**Direction:** Collect every line below that holds the word "exposed" and copy each one.

**Records shown:**
--------------------------------

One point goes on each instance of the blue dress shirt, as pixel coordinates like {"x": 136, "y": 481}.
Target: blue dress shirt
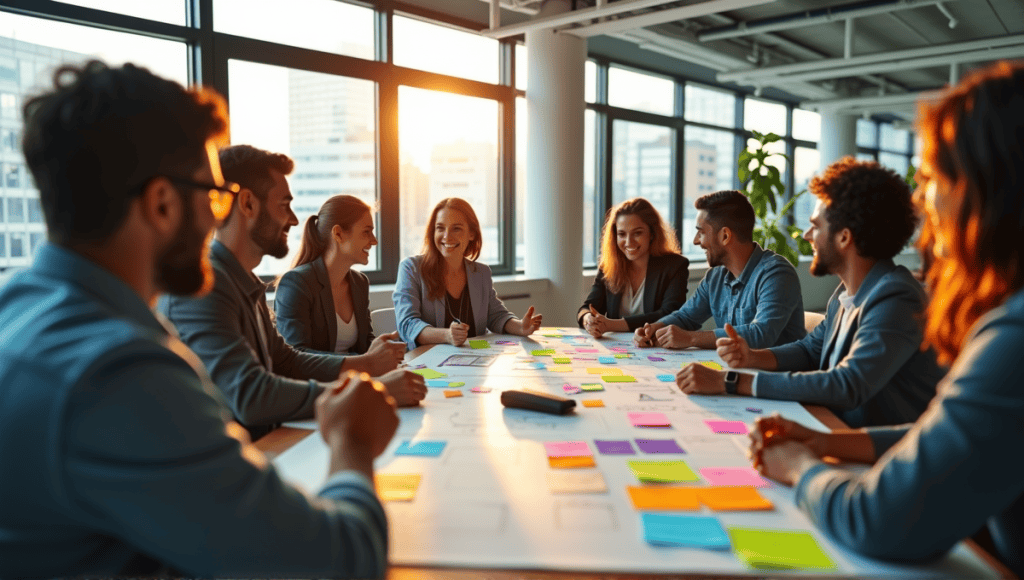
{"x": 764, "y": 304}
{"x": 119, "y": 456}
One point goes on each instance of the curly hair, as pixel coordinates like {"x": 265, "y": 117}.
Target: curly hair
{"x": 873, "y": 202}
{"x": 95, "y": 138}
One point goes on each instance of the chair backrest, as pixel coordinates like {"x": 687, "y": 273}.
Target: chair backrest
{"x": 811, "y": 320}
{"x": 383, "y": 321}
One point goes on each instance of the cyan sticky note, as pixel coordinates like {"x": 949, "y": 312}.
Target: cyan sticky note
{"x": 421, "y": 448}
{"x": 695, "y": 531}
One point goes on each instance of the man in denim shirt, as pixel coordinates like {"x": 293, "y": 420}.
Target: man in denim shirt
{"x": 119, "y": 455}
{"x": 755, "y": 290}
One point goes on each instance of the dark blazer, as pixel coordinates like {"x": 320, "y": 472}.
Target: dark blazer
{"x": 664, "y": 292}
{"x": 304, "y": 308}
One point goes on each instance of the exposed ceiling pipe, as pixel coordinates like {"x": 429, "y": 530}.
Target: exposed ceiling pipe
{"x": 835, "y": 68}
{"x": 659, "y": 16}
{"x": 811, "y": 17}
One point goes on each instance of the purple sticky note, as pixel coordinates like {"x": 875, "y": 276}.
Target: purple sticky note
{"x": 658, "y": 446}
{"x": 614, "y": 447}
{"x": 733, "y": 427}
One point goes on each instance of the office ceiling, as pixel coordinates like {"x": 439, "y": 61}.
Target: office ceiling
{"x": 900, "y": 49}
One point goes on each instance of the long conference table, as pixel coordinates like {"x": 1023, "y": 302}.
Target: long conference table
{"x": 463, "y": 410}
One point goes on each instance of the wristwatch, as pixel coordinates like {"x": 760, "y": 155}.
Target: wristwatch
{"x": 731, "y": 381}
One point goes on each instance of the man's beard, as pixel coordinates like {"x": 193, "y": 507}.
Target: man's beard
{"x": 267, "y": 236}
{"x": 183, "y": 268}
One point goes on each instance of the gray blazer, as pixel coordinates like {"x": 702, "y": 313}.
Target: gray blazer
{"x": 304, "y": 308}
{"x": 883, "y": 376}
{"x": 414, "y": 311}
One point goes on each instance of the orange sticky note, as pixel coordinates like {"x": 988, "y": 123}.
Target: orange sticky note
{"x": 664, "y": 497}
{"x": 738, "y": 498}
{"x": 569, "y": 462}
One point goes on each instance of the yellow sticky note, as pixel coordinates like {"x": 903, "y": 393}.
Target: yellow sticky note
{"x": 733, "y": 498}
{"x": 396, "y": 487}
{"x": 664, "y": 497}
{"x": 569, "y": 462}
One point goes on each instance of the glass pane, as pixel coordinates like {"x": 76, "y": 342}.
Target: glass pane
{"x": 591, "y": 226}
{"x": 805, "y": 164}
{"x": 710, "y": 106}
{"x": 806, "y": 125}
{"x": 867, "y": 133}
{"x": 710, "y": 166}
{"x": 521, "y": 67}
{"x": 639, "y": 91}
{"x": 449, "y": 148}
{"x": 641, "y": 158}
{"x": 33, "y": 48}
{"x": 170, "y": 11}
{"x": 764, "y": 117}
{"x": 326, "y": 123}
{"x": 590, "y": 75}
{"x": 520, "y": 181}
{"x": 897, "y": 163}
{"x": 321, "y": 25}
{"x": 440, "y": 49}
{"x": 894, "y": 139}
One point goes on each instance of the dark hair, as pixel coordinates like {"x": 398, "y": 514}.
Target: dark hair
{"x": 432, "y": 267}
{"x": 731, "y": 209}
{"x": 974, "y": 153}
{"x": 96, "y": 138}
{"x": 871, "y": 201}
{"x": 250, "y": 167}
{"x": 339, "y": 210}
{"x": 613, "y": 262}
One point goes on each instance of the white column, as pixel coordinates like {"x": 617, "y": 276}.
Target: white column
{"x": 839, "y": 136}
{"x": 554, "y": 167}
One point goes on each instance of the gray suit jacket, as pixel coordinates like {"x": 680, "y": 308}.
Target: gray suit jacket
{"x": 221, "y": 328}
{"x": 414, "y": 311}
{"x": 304, "y": 308}
{"x": 883, "y": 376}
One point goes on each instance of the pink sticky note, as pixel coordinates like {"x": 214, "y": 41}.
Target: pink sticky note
{"x": 734, "y": 427}
{"x": 650, "y": 420}
{"x": 733, "y": 477}
{"x": 567, "y": 449}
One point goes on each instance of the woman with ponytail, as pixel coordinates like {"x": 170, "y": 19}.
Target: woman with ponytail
{"x": 955, "y": 469}
{"x": 323, "y": 304}
{"x": 443, "y": 294}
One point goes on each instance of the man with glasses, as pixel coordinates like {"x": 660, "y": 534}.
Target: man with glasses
{"x": 264, "y": 379}
{"x": 118, "y": 453}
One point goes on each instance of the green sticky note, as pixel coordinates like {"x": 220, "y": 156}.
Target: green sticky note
{"x": 778, "y": 549}
{"x": 429, "y": 373}
{"x": 663, "y": 471}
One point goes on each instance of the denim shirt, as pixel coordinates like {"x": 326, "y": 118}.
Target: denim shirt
{"x": 764, "y": 304}
{"x": 122, "y": 458}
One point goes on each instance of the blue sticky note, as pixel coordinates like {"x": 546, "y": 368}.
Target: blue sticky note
{"x": 421, "y": 448}
{"x": 690, "y": 531}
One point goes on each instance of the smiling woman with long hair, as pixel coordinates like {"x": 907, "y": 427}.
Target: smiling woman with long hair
{"x": 443, "y": 294}
{"x": 938, "y": 481}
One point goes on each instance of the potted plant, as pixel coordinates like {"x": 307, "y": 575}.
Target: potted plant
{"x": 763, "y": 184}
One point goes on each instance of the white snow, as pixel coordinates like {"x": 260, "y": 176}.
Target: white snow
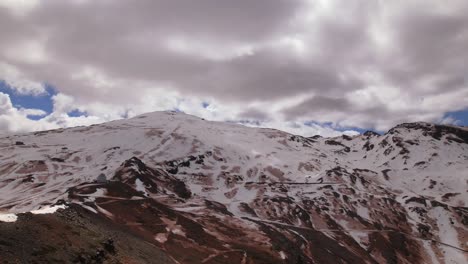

--------------------------------

**Solution for this problem:**
One point goes on each instance of the exposed ceiling pipe, as pixel coordinates like {"x": 429, "y": 530}.
Target: exposed ceiling pipe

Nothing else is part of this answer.